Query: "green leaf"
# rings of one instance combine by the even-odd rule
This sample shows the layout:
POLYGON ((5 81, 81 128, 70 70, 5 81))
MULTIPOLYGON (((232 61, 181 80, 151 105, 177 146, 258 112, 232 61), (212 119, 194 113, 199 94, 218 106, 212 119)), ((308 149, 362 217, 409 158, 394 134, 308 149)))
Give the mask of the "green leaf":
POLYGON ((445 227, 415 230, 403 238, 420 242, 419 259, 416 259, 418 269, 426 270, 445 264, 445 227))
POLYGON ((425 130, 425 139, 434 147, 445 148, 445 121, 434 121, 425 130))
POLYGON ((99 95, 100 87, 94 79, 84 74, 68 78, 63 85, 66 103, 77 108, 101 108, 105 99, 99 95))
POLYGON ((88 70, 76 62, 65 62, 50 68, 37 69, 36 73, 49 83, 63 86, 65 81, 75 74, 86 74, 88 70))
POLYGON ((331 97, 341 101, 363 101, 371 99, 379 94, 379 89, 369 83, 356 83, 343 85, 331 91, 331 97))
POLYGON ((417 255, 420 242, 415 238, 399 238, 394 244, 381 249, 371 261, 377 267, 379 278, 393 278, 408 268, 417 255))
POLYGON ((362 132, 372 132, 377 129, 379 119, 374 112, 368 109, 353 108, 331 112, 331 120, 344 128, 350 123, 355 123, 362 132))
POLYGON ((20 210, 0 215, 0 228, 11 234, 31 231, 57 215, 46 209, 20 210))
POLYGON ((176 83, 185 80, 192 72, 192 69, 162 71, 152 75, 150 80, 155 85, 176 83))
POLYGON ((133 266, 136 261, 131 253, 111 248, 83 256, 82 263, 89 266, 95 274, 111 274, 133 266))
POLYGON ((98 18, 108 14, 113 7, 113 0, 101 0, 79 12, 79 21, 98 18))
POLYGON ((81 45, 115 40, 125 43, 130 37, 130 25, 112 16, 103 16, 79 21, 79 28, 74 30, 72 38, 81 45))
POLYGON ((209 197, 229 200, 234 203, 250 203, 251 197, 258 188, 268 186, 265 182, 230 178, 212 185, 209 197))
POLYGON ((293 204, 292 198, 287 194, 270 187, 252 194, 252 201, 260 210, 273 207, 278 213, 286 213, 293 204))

***

**WORK REQUIRED**
Beginning with the opening line above, retype the records exactly through the line with "MULTIPOLYGON (((232 61, 181", both ends included.

**RESPONSE TO THE TASK**
Query: "green leaf"
# rings of one instance combine by the even-odd rule
This sample shows the layout:
POLYGON ((5 81, 81 128, 70 70, 5 81))
MULTIPOLYGON (((232 61, 181 80, 151 105, 177 146, 258 112, 232 61), (212 119, 194 113, 199 94, 218 106, 212 119)), ((308 149, 362 217, 409 158, 394 134, 308 149)))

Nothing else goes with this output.